**TO BE DONE**. Please show each line of the records that contains the string "surface", copied in full.

**SOURCE RECORDS**.
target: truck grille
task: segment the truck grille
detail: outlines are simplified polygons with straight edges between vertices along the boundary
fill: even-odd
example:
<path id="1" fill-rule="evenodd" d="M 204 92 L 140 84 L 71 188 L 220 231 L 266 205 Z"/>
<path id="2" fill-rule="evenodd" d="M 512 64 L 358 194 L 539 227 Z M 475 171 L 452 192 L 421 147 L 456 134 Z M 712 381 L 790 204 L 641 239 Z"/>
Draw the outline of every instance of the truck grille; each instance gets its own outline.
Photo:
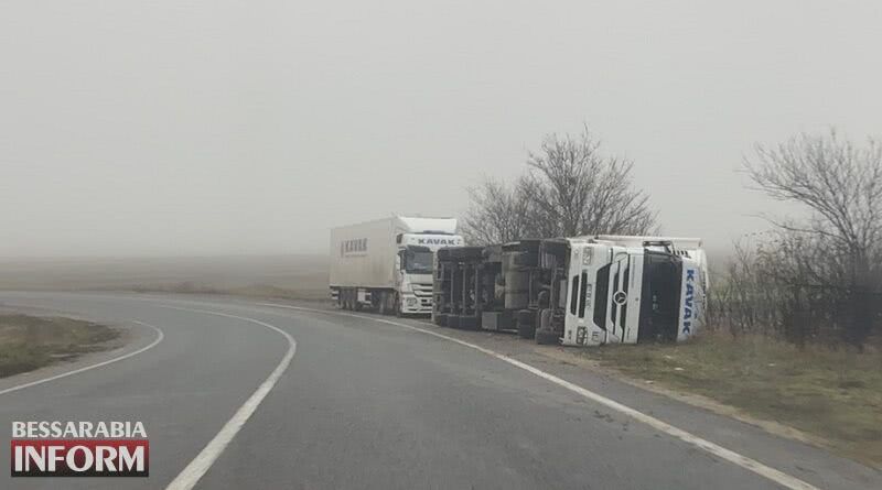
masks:
<path id="1" fill-rule="evenodd" d="M 413 287 L 413 294 L 419 297 L 432 297 L 432 285 L 431 284 L 411 284 Z"/>

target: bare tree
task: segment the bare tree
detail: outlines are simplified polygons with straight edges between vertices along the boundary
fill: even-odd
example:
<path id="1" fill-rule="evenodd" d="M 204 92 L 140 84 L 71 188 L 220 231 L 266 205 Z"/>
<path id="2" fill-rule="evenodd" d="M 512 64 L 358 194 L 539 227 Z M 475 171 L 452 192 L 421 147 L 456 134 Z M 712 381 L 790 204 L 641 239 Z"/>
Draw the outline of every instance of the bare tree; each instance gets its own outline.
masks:
<path id="1" fill-rule="evenodd" d="M 505 243 L 527 233 L 528 203 L 519 186 L 485 178 L 469 188 L 469 197 L 462 232 L 470 244 Z"/>
<path id="2" fill-rule="evenodd" d="M 766 271 L 782 284 L 811 291 L 813 304 L 848 312 L 846 338 L 862 345 L 878 320 L 873 307 L 882 288 L 882 145 L 870 139 L 858 146 L 835 130 L 800 134 L 757 145 L 744 166 L 766 195 L 810 213 L 803 221 L 770 218 L 778 232 Z"/>
<path id="3" fill-rule="evenodd" d="M 649 209 L 648 196 L 633 187 L 633 163 L 600 149 L 587 128 L 578 137 L 547 135 L 540 151 L 529 153 L 525 174 L 512 187 L 487 181 L 472 189 L 466 229 L 490 230 L 480 237 L 481 243 L 653 231 L 657 214 Z"/>

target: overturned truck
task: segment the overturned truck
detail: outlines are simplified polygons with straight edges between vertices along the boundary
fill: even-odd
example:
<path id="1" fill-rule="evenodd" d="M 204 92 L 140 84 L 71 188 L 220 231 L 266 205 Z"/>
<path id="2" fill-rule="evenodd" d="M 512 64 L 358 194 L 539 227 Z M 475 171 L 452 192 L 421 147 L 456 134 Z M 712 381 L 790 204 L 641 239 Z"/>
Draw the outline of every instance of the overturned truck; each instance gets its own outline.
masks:
<path id="1" fill-rule="evenodd" d="M 704 320 L 701 240 L 594 236 L 438 252 L 435 324 L 539 344 L 684 340 Z"/>

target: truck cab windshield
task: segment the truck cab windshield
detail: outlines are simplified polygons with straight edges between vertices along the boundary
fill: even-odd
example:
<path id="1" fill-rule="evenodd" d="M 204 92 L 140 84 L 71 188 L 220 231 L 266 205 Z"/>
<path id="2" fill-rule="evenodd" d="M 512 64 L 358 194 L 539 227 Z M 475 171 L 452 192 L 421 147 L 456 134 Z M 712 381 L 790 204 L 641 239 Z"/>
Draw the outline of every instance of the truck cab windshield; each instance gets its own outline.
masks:
<path id="1" fill-rule="evenodd" d="M 426 247 L 408 247 L 404 253 L 404 268 L 410 274 L 431 274 L 434 254 Z"/>

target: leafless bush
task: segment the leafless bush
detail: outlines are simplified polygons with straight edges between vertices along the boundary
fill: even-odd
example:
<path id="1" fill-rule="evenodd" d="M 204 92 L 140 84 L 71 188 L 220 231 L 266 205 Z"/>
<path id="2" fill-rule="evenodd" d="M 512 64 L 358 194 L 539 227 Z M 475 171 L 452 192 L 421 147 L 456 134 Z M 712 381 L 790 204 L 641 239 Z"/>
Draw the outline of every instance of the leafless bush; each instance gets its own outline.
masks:
<path id="1" fill-rule="evenodd" d="M 513 184 L 487 179 L 471 189 L 464 220 L 473 243 L 523 237 L 642 235 L 655 229 L 648 196 L 635 189 L 633 163 L 604 155 L 585 128 L 578 137 L 549 134 L 530 152 Z"/>
<path id="2" fill-rule="evenodd" d="M 770 217 L 772 231 L 736 247 L 714 292 L 714 322 L 733 334 L 862 347 L 882 315 L 882 146 L 803 134 L 757 146 L 745 168 L 761 190 L 809 217 Z"/>

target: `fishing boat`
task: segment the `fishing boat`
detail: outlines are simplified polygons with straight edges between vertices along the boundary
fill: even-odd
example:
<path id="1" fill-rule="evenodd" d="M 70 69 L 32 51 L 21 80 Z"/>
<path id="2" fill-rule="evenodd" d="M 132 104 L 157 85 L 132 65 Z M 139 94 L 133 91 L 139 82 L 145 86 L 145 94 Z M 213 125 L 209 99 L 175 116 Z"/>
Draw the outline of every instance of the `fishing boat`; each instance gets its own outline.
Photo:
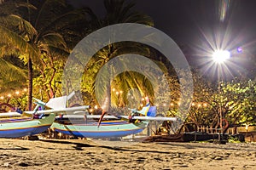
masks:
<path id="1" fill-rule="evenodd" d="M 143 116 L 104 116 L 86 113 L 57 116 L 51 128 L 67 135 L 102 139 L 125 137 L 141 133 L 151 120 L 176 121 L 173 117 L 155 117 L 156 106 L 146 105 L 141 110 L 132 111 Z"/>
<path id="2" fill-rule="evenodd" d="M 36 107 L 33 110 L 0 113 L 0 138 L 20 138 L 40 133 L 47 130 L 54 122 L 56 113 L 82 111 L 88 106 L 67 108 L 66 102 L 69 96 L 50 99 L 49 102 L 34 99 Z M 63 105 L 65 104 L 65 105 Z M 45 110 L 45 106 L 49 110 Z"/>
<path id="3" fill-rule="evenodd" d="M 3 116 L 3 114 L 1 115 Z M 40 133 L 51 126 L 55 118 L 54 113 L 38 119 L 32 116 L 22 115 L 2 117 L 0 118 L 0 138 L 20 138 Z"/>

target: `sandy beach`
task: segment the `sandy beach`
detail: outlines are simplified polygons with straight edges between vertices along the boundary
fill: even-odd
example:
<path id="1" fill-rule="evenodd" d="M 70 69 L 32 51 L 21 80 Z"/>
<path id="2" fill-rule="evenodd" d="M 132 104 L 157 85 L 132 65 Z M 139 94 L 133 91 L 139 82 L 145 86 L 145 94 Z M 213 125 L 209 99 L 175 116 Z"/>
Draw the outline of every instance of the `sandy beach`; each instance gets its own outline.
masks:
<path id="1" fill-rule="evenodd" d="M 256 169 L 255 144 L 137 143 L 0 139 L 0 169 Z"/>

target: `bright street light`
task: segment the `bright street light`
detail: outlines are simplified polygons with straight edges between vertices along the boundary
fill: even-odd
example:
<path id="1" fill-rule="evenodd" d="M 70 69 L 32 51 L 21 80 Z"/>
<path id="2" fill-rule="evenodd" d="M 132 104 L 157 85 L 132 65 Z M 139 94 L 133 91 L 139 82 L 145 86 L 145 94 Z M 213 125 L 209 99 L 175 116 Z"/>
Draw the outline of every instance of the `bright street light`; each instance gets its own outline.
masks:
<path id="1" fill-rule="evenodd" d="M 228 50 L 217 50 L 212 54 L 213 60 L 221 64 L 230 58 L 230 52 Z"/>

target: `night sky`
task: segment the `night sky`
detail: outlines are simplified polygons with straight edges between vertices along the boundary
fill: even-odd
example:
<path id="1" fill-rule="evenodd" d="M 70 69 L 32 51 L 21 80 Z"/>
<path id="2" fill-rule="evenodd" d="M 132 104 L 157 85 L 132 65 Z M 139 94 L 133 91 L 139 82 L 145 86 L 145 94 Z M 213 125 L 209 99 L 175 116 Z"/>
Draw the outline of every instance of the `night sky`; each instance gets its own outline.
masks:
<path id="1" fill-rule="evenodd" d="M 73 0 L 75 6 L 88 6 L 99 16 L 105 12 L 102 0 Z M 245 70 L 255 70 L 248 59 L 256 54 L 255 0 L 137 0 L 134 10 L 151 16 L 154 27 L 185 46 L 193 65 L 205 64 L 203 57 L 213 48 L 227 48 L 234 57 L 233 76 Z M 216 39 L 224 39 L 216 42 Z M 241 47 L 243 54 L 236 53 Z M 186 54 L 188 53 L 188 54 Z M 192 60 L 191 60 L 192 59 Z M 236 73 L 236 71 L 239 71 Z M 206 71 L 205 71 L 206 72 Z M 254 74 L 255 72 L 253 72 Z M 231 74 L 232 76 L 232 74 Z"/>

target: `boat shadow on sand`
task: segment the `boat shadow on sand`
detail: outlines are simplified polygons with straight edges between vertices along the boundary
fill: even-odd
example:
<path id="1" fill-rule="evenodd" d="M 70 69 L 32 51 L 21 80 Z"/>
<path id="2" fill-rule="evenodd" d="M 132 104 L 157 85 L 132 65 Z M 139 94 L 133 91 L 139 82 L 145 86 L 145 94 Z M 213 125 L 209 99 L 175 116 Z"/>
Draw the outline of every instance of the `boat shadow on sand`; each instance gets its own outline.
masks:
<path id="1" fill-rule="evenodd" d="M 25 147 L 21 147 L 21 146 L 16 146 L 15 148 L 0 148 L 0 150 L 28 150 L 29 148 L 25 148 Z"/>
<path id="2" fill-rule="evenodd" d="M 73 146 L 77 150 L 84 150 L 83 148 L 105 148 L 108 150 L 119 150 L 119 151 L 133 151 L 133 152 L 148 152 L 148 153 L 159 153 L 159 154 L 169 154 L 171 152 L 168 151 L 159 151 L 159 150 L 139 150 L 134 148 L 123 148 L 123 147 L 112 147 L 112 146 L 104 146 L 104 145 L 95 145 L 90 144 L 84 144 L 79 142 L 72 142 L 72 141 L 63 141 L 63 140 L 44 140 L 40 139 L 42 142 L 54 143 L 54 144 L 75 144 Z M 67 149 L 69 150 L 69 149 Z"/>

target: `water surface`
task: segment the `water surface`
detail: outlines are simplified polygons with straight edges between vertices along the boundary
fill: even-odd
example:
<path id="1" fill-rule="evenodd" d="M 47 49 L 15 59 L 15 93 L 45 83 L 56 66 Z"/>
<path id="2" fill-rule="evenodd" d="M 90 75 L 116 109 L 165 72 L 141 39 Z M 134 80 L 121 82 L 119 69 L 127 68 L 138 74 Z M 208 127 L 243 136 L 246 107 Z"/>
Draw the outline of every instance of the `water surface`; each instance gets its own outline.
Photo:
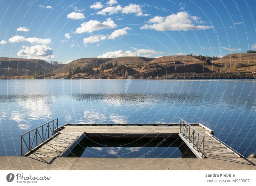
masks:
<path id="1" fill-rule="evenodd" d="M 180 117 L 205 125 L 245 156 L 255 153 L 255 82 L 9 80 L 0 85 L 0 155 L 20 156 L 20 134 L 57 118 L 62 125 Z"/>

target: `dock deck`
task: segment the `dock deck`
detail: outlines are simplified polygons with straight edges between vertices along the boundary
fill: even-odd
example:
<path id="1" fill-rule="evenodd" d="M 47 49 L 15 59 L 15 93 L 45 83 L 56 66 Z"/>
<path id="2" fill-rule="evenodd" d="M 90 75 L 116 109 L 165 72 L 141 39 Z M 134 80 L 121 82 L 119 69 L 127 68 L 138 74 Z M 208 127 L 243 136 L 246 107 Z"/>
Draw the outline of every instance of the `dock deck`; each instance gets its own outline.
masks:
<path id="1" fill-rule="evenodd" d="M 201 158 L 226 159 L 232 160 L 237 160 L 239 157 L 241 157 L 240 154 L 218 139 L 216 139 L 212 134 L 213 131 L 210 129 L 200 124 L 188 125 L 195 131 L 204 136 L 203 153 L 200 151 L 197 151 L 199 152 L 201 151 L 203 155 Z M 106 124 L 68 124 L 59 128 L 58 133 L 55 136 L 44 143 L 40 146 L 35 148 L 25 155 L 31 157 L 65 157 L 85 135 L 88 137 L 100 136 L 103 139 L 104 137 L 106 138 L 113 137 L 117 139 L 125 138 L 132 139 L 135 137 L 177 138 L 180 136 L 185 142 L 186 142 L 186 139 L 189 139 L 191 144 L 192 136 L 190 134 L 190 128 L 189 129 L 190 137 L 188 135 L 188 137 L 185 136 L 186 139 L 184 139 L 185 138 L 182 139 L 182 136 L 181 136 L 180 127 L 180 123 L 151 125 L 108 124 L 107 125 Z M 188 128 L 185 128 L 185 129 L 187 129 L 188 134 Z M 185 131 L 184 130 L 183 132 Z M 185 134 L 185 132 L 184 134 Z M 193 139 L 194 138 L 193 136 Z M 189 146 L 189 144 L 188 143 L 188 142 L 186 142 L 187 144 L 190 149 L 192 150 L 195 148 L 194 147 L 192 148 L 191 145 Z M 198 146 L 199 142 L 199 141 L 197 142 Z M 199 147 L 198 149 L 200 148 Z M 196 154 L 197 152 L 194 153 Z"/>

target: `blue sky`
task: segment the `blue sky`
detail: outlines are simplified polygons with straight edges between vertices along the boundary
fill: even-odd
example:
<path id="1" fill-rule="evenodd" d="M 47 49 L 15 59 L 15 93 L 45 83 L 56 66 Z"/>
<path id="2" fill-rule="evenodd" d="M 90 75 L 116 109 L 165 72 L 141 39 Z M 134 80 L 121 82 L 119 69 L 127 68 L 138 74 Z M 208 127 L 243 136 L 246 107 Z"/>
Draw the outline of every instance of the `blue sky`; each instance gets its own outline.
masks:
<path id="1" fill-rule="evenodd" d="M 66 63 L 256 50 L 255 7 L 255 1 L 2 0 L 0 56 Z"/>

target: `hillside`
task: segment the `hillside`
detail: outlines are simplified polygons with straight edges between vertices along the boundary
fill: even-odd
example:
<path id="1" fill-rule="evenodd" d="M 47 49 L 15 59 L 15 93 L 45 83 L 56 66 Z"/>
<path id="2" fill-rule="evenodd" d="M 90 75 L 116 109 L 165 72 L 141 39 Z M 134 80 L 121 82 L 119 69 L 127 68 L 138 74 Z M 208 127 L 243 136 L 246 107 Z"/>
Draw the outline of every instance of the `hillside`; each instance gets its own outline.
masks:
<path id="1" fill-rule="evenodd" d="M 252 73 L 256 71 L 255 53 L 233 54 L 221 58 L 215 58 L 215 60 L 207 63 L 199 57 L 182 55 L 157 58 L 142 57 L 82 58 L 62 65 L 53 73 L 46 73 L 36 77 L 48 79 L 243 79 L 254 78 L 255 75 Z M 206 59 L 211 58 L 203 57 Z M 4 65 L 1 64 L 1 69 L 8 72 L 6 59 L 2 61 L 5 62 L 2 62 Z M 10 61 L 12 62 L 9 72 L 13 71 L 13 75 L 17 74 L 17 65 L 19 74 L 23 74 L 22 73 L 26 69 L 24 64 L 25 66 L 27 61 L 32 68 L 30 73 L 36 66 L 37 71 L 45 69 L 46 72 L 52 72 L 53 68 L 52 65 L 43 60 L 20 59 L 19 61 L 18 59 L 12 58 Z M 80 71 L 76 71 L 78 67 Z"/>
<path id="2" fill-rule="evenodd" d="M 81 69 L 87 65 L 92 66 L 94 68 L 97 68 L 100 65 L 111 59 L 111 58 L 81 58 L 74 60 L 70 63 L 62 66 L 53 71 L 53 74 L 60 74 L 68 73 L 70 69 L 73 71 L 77 67 L 80 66 Z"/>
<path id="3" fill-rule="evenodd" d="M 42 59 L 10 58 L 1 59 L 0 76 L 31 75 L 36 71 L 49 73 L 53 70 L 53 65 Z"/>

**RESPONSE**.
target: `water surface`
task: segment the `water surface`
Draw the outline of every instance of the `water surface`; each instance gets its own outline.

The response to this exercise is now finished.